▶ _Given records_
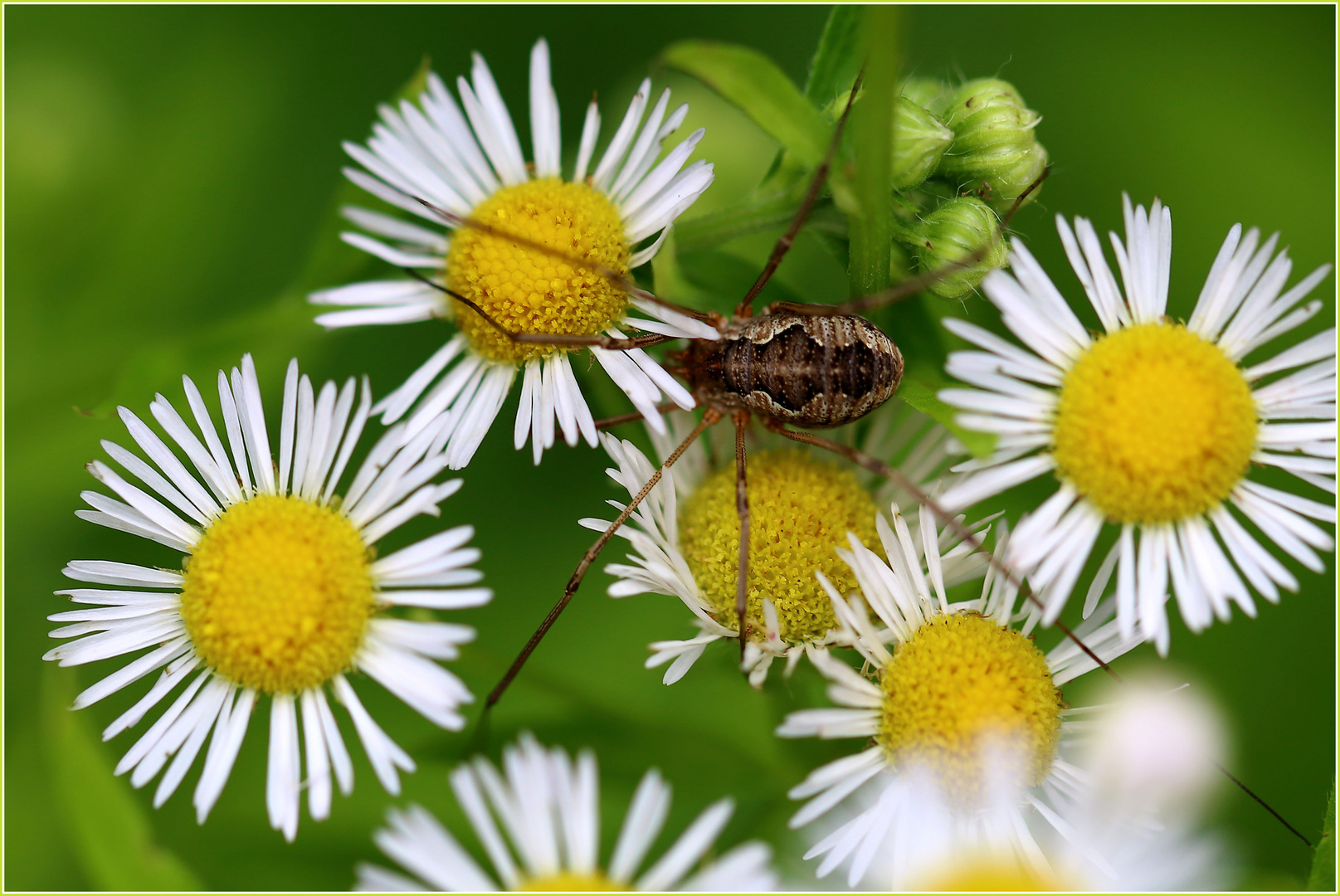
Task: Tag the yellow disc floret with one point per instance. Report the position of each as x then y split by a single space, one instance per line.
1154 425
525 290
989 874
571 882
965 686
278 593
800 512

▶ _Brief_
Transcribe every record above in full. Pictures stay out of the copy.

▶ _The completed task_
Task: Tag the yellow disc floret with one point per instance. Report the position of each as x then y split by a single space, one instance per line.
1154 425
525 290
989 874
571 882
965 686
278 593
800 512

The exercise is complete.